• **Request 1**
According to the excerpt on American socialism, what phrase did Werner Sombart use to predict where European socialism would founder in America?

• **Selected extract**
..........
When I demanded that the movement follow Meany and Hook, I was savagely attacked by my own comrades for “sectarianism,” of all things. George Meany could afford to stand on principle. He after all led the labor movement (the very movement we had always argued was the only foundation of social democracy). Hook had his tenured position at NYU. But who were we to vote for Nixon? I shamelessly cast that vote. I think many other Shachtmanites shamefully did the same, but only in the privacy of the voting booth. A lot of good it did me, or them.

The Knell Sounds

            Many years before, the great German economist Werner Sombart proclaimed America’s invulnerability to European socialism, predicting that it would founder on “reefs of apple pie and shoals of roast beef.” We few American socialists sought to refute Sombart by adapting our cause to the realities of our “exceptional” country with what we thought was a revolutionary strategic innovation, “Realignment.” Actually our strategy was not so innovative; the Communists had pioneered it in the Thirties when they embraced Roosevelt’s New Deal and powered their way into the Democratic party. But they had squandered everything in favor of their unshakeable devotion to Stalin’s USSR. The eruption of the Cold War soon after WW II raised a foreign policy issue that they could not reconcile with their successful role in domestic politics.
..........
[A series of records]
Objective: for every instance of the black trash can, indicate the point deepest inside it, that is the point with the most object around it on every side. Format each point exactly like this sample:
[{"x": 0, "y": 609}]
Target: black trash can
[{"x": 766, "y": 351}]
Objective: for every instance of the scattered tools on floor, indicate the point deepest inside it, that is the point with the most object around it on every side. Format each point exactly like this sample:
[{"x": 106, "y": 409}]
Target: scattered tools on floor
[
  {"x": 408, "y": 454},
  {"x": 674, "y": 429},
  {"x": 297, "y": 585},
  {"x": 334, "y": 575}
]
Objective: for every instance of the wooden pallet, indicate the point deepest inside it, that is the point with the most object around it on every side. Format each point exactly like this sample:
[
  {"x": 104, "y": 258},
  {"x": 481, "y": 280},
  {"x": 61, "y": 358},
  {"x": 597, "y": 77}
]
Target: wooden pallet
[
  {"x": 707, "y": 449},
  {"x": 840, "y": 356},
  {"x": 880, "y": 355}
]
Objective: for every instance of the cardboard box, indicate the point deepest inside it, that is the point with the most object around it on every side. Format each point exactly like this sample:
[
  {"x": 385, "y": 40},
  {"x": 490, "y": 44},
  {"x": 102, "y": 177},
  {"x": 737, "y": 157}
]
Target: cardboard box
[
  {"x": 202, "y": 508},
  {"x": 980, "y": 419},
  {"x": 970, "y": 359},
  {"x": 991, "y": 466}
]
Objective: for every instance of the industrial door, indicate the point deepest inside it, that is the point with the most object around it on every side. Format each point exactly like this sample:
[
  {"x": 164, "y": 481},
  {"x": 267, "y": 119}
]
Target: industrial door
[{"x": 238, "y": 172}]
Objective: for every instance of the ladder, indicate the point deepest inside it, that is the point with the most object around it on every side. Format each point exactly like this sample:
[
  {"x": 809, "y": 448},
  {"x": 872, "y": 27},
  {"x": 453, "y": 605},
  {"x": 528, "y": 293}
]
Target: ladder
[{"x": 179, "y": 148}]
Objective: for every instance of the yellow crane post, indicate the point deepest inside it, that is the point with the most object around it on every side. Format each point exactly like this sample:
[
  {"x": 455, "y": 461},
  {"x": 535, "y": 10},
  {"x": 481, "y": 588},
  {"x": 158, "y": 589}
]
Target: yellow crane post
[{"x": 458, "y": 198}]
..........
• **Request 2**
Locate each line in the records above that contains the word "most", and copy those lines out.

• **Expected answer 1**
He said it would founder on "reefs of apple pie and shoals of roast beef."

• **Expected answer 2**
Objective: for every instance of the black trash can, indicate the point deepest inside it, that is the point with the most object around it on every side. Format each point exactly like this sample:
Objective: for every instance of the scattered tools on floor, indicate the point deepest inside it, that is the point with the most object around it on every side. Format each point exactly like this sample:
Objective: for every instance of the wooden pallet, indicate the point deepest inside it, that is the point with the most object around it on every side. Format each point exactly like this sample:
Objective: for every instance of the cardboard box, indicate the point deepest inside it, that is the point with the most object around it on every side. Format each point exactly like this sample:
Objective: for every instance of the industrial door, indicate the point deepest inside it, that is the point with the most object around it on every side. Format each point exactly like this sample:
Objective: for every instance of the ladder, indicate the point deepest inside it, that is the point with the most object around it on every side. Format each point exactly like this sample:
Objective: for every instance of the yellow crane post, indicate the point deepest inside it, that is the point with the most object around it on every side. Format each point exactly like this sample:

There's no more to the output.